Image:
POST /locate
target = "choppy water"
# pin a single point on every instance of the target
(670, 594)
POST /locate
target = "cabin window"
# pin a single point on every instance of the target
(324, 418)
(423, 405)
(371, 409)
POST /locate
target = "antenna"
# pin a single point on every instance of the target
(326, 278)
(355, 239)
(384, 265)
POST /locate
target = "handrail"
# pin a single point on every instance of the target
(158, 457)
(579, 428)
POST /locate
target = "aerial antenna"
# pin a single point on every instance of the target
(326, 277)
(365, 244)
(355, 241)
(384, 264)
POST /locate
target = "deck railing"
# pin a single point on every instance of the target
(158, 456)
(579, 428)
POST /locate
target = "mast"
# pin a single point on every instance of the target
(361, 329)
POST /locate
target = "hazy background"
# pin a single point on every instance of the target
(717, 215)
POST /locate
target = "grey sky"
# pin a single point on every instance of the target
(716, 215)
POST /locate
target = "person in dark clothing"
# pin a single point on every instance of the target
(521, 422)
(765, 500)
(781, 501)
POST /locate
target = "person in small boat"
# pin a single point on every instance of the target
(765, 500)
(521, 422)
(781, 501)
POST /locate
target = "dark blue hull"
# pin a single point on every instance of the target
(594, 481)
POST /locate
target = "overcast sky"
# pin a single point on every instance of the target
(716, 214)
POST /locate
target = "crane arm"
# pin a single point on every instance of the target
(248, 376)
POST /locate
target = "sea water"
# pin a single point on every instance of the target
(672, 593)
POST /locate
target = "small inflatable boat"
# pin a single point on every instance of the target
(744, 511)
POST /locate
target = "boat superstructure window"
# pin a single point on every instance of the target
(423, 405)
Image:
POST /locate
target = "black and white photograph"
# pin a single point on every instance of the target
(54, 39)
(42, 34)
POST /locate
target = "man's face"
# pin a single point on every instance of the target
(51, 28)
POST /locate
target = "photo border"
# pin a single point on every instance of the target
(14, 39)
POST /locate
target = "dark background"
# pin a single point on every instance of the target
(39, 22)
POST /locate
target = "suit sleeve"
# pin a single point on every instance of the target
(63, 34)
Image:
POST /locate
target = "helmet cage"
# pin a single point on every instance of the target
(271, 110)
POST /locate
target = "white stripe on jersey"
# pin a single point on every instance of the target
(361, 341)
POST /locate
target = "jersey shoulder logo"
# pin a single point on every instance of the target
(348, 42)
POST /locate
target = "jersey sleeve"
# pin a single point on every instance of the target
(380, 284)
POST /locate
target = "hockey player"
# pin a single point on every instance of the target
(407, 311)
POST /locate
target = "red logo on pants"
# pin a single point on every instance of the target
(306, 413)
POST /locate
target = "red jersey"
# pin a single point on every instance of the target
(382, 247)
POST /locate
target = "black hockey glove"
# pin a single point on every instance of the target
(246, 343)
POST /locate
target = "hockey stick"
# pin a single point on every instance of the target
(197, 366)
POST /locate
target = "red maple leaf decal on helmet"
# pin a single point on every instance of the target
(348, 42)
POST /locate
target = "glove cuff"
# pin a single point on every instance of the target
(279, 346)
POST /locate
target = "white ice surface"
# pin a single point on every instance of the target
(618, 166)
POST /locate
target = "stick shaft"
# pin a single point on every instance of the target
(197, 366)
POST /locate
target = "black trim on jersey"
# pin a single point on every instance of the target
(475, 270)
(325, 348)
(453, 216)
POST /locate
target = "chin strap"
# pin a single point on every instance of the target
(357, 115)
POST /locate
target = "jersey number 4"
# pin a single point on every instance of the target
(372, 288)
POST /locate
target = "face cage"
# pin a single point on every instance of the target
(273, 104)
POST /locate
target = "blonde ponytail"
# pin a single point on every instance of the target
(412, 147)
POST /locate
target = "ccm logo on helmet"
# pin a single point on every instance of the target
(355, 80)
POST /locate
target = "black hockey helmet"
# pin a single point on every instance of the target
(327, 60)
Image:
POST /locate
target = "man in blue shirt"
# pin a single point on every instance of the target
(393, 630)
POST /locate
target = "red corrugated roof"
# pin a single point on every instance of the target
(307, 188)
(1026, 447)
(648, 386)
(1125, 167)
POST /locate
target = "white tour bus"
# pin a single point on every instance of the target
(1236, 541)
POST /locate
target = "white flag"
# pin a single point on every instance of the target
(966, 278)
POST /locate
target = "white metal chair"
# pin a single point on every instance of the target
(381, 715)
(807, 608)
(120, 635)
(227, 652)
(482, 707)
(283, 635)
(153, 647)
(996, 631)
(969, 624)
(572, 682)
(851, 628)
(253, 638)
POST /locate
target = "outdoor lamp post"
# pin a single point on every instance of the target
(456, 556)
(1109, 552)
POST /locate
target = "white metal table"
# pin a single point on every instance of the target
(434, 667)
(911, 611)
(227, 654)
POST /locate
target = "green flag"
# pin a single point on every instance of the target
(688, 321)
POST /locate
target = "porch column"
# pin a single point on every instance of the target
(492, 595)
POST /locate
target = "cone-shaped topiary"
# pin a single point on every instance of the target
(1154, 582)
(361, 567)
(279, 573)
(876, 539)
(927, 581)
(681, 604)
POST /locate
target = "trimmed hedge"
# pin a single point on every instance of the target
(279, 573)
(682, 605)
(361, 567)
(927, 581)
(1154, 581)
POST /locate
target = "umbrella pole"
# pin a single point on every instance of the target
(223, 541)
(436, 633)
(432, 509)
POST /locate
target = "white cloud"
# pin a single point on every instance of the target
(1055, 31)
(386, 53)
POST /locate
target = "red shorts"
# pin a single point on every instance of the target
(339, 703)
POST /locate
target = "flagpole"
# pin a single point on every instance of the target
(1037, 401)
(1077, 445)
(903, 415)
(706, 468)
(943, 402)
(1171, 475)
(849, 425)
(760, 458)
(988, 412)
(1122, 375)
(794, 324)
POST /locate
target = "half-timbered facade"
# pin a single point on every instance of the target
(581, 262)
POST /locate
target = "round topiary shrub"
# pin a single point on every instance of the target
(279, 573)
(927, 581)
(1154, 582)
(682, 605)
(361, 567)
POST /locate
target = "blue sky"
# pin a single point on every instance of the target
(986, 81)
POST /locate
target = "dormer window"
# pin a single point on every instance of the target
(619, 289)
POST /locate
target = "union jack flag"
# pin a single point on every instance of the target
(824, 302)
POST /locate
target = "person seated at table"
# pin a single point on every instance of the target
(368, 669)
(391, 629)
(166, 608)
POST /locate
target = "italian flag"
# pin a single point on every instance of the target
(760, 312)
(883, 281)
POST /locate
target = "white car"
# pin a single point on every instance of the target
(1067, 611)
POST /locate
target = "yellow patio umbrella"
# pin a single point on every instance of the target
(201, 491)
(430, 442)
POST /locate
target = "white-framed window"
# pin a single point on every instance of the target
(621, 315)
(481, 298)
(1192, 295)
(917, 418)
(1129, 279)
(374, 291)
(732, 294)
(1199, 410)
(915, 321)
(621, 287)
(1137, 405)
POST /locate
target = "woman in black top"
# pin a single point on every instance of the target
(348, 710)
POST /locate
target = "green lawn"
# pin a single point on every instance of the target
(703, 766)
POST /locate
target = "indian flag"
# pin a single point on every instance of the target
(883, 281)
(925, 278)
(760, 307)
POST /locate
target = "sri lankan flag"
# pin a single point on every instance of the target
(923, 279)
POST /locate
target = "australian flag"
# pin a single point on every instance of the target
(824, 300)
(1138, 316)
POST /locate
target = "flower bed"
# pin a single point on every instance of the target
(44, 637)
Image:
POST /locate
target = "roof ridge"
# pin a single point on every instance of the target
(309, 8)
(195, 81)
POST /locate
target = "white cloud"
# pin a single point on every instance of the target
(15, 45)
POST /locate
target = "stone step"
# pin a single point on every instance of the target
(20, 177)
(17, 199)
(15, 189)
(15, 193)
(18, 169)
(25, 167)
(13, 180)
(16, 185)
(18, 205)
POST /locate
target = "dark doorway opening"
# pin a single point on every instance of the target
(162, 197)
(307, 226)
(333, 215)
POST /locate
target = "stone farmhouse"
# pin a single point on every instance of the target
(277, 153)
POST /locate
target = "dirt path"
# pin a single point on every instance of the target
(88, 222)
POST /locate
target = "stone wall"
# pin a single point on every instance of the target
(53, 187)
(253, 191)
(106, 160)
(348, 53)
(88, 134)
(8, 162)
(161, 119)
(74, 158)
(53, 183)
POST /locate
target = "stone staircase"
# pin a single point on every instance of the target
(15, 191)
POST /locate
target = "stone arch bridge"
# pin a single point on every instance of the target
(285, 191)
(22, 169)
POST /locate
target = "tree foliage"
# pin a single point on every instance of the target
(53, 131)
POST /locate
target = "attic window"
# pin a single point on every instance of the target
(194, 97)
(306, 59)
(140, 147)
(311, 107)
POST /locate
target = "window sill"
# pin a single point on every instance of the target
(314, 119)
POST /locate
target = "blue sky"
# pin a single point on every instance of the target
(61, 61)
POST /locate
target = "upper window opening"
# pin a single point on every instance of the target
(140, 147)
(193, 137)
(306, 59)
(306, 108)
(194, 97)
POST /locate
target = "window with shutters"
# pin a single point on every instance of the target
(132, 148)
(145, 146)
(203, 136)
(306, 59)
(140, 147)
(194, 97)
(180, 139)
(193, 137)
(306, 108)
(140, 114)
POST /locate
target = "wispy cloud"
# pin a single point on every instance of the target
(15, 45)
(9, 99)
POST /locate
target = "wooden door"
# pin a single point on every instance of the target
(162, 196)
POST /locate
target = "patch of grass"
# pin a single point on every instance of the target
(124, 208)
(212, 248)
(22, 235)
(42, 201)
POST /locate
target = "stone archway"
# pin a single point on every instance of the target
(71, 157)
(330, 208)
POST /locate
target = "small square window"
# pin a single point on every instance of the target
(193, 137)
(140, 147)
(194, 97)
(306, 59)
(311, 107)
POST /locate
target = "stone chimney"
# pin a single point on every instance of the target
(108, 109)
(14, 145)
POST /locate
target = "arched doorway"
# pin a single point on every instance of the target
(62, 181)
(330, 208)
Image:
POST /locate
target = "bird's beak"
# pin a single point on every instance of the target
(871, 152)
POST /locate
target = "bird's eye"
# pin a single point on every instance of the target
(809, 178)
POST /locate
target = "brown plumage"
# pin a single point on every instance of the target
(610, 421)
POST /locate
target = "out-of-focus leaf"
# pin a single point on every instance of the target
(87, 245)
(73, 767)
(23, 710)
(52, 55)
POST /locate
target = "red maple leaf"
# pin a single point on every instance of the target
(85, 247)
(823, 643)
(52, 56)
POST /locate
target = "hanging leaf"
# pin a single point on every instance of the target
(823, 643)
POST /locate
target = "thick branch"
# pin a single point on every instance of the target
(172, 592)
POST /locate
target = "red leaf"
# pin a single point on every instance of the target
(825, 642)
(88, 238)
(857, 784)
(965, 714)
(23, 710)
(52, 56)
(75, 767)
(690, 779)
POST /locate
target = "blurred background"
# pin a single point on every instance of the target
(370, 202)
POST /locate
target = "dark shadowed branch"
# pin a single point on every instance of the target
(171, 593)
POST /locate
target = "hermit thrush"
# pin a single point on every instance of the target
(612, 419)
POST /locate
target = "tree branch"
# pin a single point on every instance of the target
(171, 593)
┄┄┄┄┄┄
How many lines in the data above contain the string "umbrella", with case taken into account? Give only the number.

2